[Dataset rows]
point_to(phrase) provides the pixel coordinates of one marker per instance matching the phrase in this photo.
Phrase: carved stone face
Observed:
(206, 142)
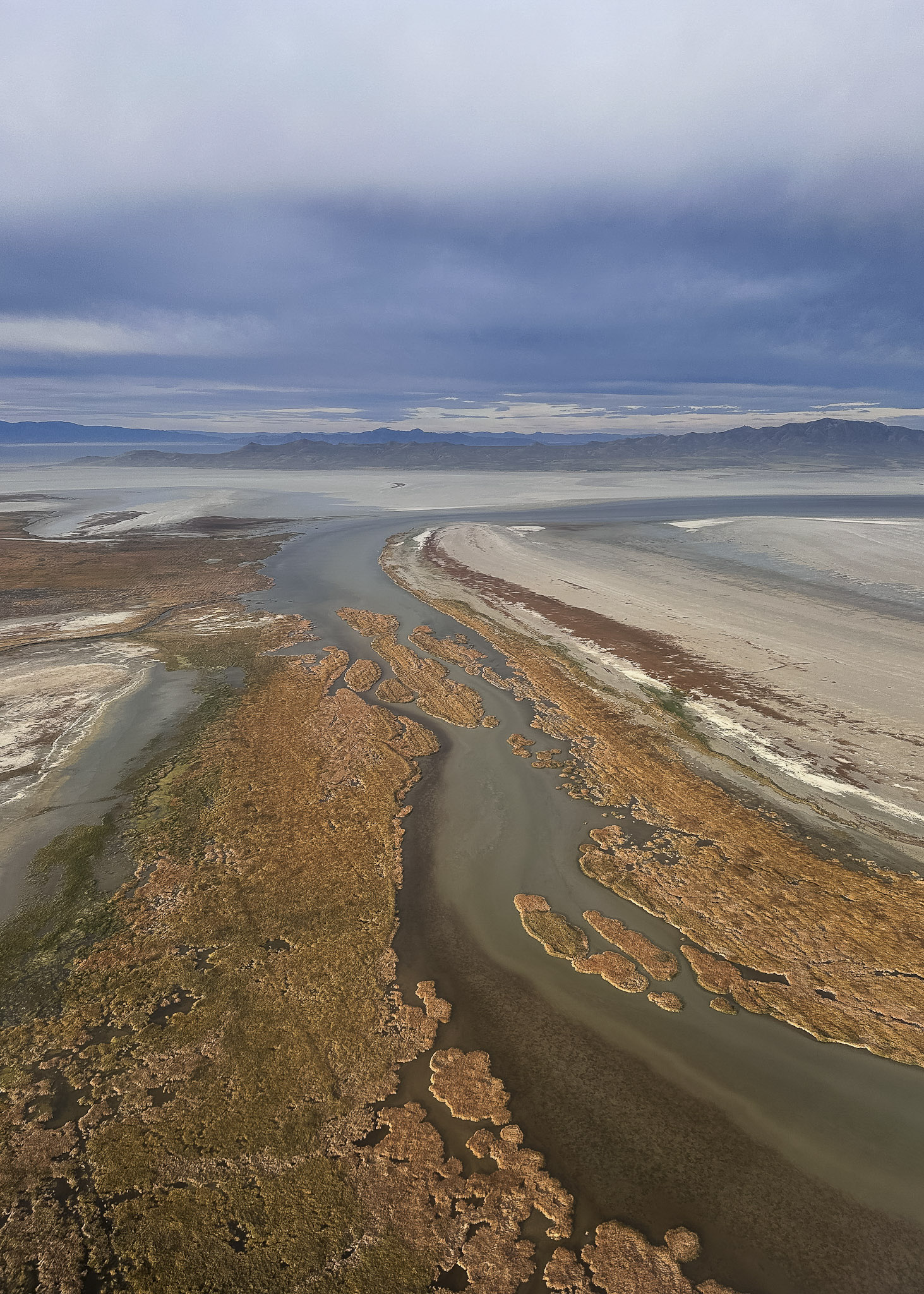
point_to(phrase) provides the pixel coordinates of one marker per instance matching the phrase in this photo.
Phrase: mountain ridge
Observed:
(822, 442)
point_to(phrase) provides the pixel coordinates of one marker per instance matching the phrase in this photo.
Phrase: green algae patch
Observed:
(556, 932)
(39, 944)
(179, 1121)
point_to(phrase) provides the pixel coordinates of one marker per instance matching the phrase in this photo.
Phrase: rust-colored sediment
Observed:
(436, 692)
(217, 1059)
(667, 1001)
(464, 1082)
(363, 675)
(659, 963)
(831, 949)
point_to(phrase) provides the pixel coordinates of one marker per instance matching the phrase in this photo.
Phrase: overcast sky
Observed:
(615, 215)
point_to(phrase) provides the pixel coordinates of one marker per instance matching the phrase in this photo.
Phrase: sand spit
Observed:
(453, 650)
(832, 949)
(436, 692)
(464, 1082)
(659, 963)
(363, 675)
(736, 631)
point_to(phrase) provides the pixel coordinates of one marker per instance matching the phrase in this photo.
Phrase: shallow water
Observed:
(86, 785)
(800, 1164)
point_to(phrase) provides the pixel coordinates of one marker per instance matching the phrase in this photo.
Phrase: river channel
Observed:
(800, 1164)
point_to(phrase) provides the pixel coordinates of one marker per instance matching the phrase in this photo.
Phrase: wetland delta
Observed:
(421, 900)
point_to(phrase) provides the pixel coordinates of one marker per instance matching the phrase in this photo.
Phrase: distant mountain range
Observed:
(822, 443)
(55, 442)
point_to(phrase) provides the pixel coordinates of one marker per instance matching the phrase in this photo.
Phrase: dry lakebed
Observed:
(489, 893)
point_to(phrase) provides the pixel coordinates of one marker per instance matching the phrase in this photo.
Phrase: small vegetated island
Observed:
(205, 1028)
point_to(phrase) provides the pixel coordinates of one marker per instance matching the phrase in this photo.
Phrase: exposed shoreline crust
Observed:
(436, 692)
(659, 963)
(438, 1008)
(363, 675)
(228, 1024)
(839, 946)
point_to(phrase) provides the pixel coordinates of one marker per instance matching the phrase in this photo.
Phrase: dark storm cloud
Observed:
(376, 209)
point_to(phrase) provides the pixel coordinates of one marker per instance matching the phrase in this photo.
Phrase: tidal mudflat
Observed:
(312, 1032)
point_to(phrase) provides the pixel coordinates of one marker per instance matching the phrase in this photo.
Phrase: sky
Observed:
(461, 215)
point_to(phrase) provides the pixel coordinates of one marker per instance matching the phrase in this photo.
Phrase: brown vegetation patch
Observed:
(275, 847)
(657, 655)
(844, 941)
(616, 969)
(438, 1008)
(363, 675)
(659, 963)
(49, 576)
(436, 692)
(464, 1082)
(667, 1001)
(682, 1244)
(452, 650)
(623, 1262)
(393, 692)
(728, 1008)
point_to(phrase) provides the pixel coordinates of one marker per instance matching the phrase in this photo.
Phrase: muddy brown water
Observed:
(800, 1164)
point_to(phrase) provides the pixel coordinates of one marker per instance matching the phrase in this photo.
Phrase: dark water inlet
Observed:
(801, 1165)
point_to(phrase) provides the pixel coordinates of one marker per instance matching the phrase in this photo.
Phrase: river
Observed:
(800, 1164)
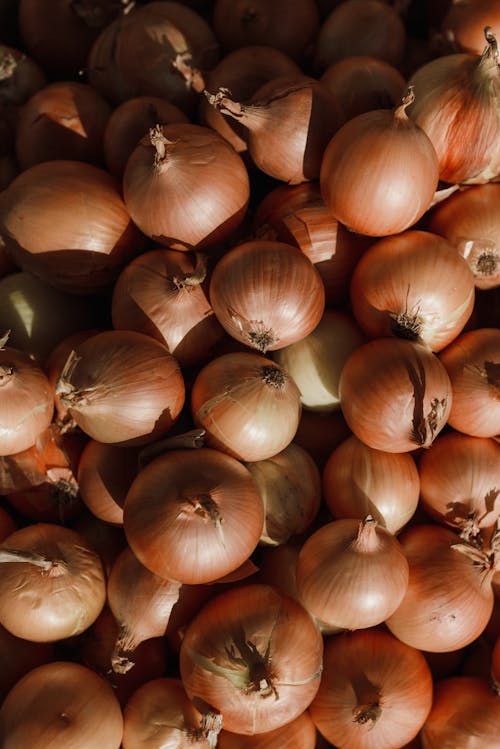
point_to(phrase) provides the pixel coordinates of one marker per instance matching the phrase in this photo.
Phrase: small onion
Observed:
(351, 574)
(248, 406)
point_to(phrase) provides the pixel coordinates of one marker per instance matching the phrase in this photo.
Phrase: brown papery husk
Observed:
(290, 120)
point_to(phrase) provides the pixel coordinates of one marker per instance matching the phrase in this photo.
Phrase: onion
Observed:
(161, 293)
(395, 289)
(455, 105)
(359, 481)
(449, 599)
(290, 120)
(351, 574)
(375, 691)
(267, 294)
(290, 485)
(472, 361)
(62, 579)
(469, 220)
(360, 27)
(131, 121)
(460, 482)
(26, 400)
(185, 186)
(193, 515)
(248, 406)
(254, 655)
(464, 709)
(288, 28)
(163, 703)
(406, 399)
(66, 222)
(61, 705)
(315, 362)
(122, 387)
(141, 603)
(390, 166)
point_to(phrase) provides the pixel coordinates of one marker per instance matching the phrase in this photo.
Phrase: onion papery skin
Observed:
(122, 387)
(469, 220)
(63, 120)
(255, 655)
(160, 714)
(289, 29)
(26, 401)
(129, 122)
(351, 574)
(359, 481)
(242, 71)
(456, 107)
(154, 34)
(161, 293)
(248, 406)
(375, 691)
(66, 222)
(290, 485)
(59, 602)
(61, 705)
(391, 168)
(191, 193)
(460, 482)
(465, 712)
(472, 361)
(193, 515)
(449, 599)
(315, 362)
(396, 289)
(405, 403)
(266, 294)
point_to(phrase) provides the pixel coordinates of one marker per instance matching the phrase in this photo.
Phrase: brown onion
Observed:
(60, 705)
(185, 186)
(395, 394)
(390, 166)
(266, 294)
(248, 406)
(359, 481)
(122, 387)
(62, 579)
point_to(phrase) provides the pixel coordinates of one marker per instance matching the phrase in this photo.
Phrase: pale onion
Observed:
(62, 579)
(141, 603)
(465, 712)
(375, 691)
(449, 599)
(395, 395)
(248, 406)
(390, 166)
(359, 481)
(472, 361)
(255, 656)
(26, 400)
(122, 387)
(456, 105)
(351, 574)
(290, 485)
(413, 285)
(266, 294)
(185, 186)
(469, 220)
(161, 293)
(460, 482)
(66, 222)
(60, 705)
(193, 515)
(316, 360)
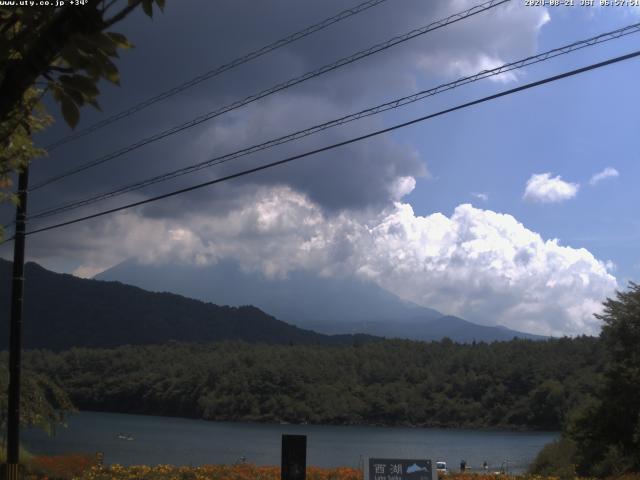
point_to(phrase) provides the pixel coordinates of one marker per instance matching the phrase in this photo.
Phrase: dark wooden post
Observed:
(12, 468)
(294, 457)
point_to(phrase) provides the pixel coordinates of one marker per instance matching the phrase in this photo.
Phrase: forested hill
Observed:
(517, 384)
(62, 311)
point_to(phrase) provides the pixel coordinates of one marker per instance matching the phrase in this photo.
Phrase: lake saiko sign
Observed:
(397, 469)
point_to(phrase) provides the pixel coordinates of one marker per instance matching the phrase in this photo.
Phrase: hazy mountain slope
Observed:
(326, 305)
(301, 298)
(62, 311)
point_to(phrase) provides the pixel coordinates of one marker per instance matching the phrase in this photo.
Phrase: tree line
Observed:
(517, 384)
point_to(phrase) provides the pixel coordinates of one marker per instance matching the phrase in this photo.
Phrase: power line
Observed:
(345, 142)
(215, 72)
(277, 88)
(604, 37)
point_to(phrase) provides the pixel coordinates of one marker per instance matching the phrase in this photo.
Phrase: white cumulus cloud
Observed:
(541, 187)
(608, 172)
(476, 263)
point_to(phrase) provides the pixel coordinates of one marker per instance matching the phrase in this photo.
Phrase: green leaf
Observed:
(70, 111)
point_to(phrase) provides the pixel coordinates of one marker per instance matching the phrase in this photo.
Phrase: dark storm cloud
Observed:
(193, 36)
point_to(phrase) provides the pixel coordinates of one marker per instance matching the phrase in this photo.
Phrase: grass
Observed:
(83, 467)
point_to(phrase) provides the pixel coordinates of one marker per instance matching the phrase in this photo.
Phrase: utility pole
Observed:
(12, 467)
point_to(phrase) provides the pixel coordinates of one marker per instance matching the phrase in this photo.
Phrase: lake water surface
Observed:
(155, 440)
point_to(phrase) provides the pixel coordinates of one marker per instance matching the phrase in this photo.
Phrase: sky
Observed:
(520, 211)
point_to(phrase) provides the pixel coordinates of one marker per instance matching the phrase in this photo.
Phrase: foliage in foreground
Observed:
(607, 430)
(521, 384)
(75, 467)
(556, 459)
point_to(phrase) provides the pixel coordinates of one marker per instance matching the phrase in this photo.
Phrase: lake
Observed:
(151, 440)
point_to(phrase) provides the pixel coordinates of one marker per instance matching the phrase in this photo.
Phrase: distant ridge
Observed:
(322, 304)
(63, 311)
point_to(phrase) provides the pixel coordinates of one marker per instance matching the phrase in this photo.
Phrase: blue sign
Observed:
(398, 469)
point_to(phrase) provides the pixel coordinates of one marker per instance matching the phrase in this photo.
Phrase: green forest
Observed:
(517, 384)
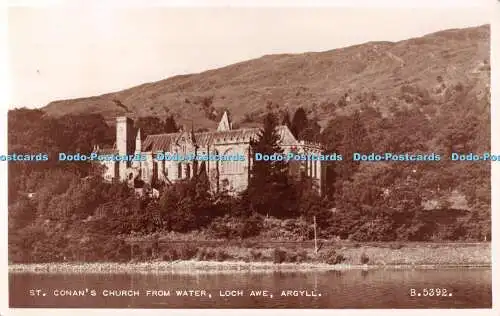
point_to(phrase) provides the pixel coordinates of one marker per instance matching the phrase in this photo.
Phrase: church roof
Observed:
(163, 142)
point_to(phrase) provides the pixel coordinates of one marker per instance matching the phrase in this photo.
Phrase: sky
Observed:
(62, 53)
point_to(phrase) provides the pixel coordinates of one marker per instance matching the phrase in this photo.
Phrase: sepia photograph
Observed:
(249, 157)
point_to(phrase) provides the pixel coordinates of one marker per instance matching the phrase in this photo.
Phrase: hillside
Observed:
(418, 71)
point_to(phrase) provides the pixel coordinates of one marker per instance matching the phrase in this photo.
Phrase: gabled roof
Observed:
(163, 142)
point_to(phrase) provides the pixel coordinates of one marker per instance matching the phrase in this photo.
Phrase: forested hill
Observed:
(420, 72)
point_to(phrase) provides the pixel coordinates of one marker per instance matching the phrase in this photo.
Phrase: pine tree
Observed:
(268, 186)
(299, 122)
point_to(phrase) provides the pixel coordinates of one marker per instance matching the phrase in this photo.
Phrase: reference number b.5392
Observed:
(430, 292)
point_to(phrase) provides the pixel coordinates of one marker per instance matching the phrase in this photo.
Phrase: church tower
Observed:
(124, 143)
(225, 124)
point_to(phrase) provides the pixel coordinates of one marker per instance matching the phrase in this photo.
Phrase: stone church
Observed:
(232, 176)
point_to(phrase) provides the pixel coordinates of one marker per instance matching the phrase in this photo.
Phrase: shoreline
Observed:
(190, 266)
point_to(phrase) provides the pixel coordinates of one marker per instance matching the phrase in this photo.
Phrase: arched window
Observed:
(231, 166)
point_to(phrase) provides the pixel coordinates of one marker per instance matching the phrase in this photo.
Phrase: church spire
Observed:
(225, 123)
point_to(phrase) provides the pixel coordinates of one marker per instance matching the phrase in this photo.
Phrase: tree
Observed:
(299, 122)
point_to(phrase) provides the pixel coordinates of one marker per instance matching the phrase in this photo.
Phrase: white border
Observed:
(495, 117)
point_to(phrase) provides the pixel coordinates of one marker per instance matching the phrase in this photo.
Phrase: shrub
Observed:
(187, 251)
(221, 255)
(332, 257)
(255, 254)
(396, 246)
(279, 255)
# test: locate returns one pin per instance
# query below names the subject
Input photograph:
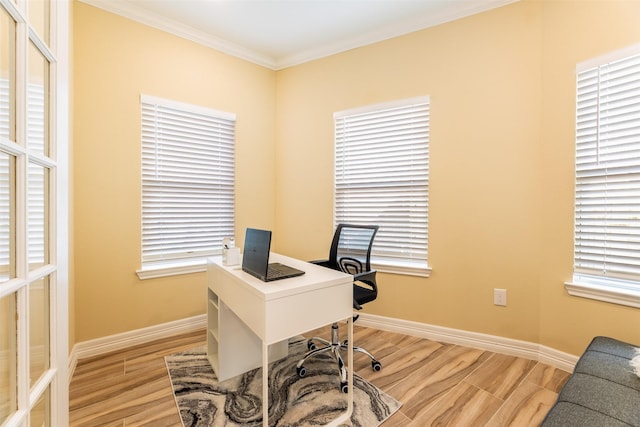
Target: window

# DIRECTIVE:
With pictures omitted, reproduce exactly the lines from the line containing "# test: locate returns one pin per instance" through the end of the data above.

# FINAL RESULT:
# test: locate returns one pin per instance
# query below names the subject
Input photograph:
Target: window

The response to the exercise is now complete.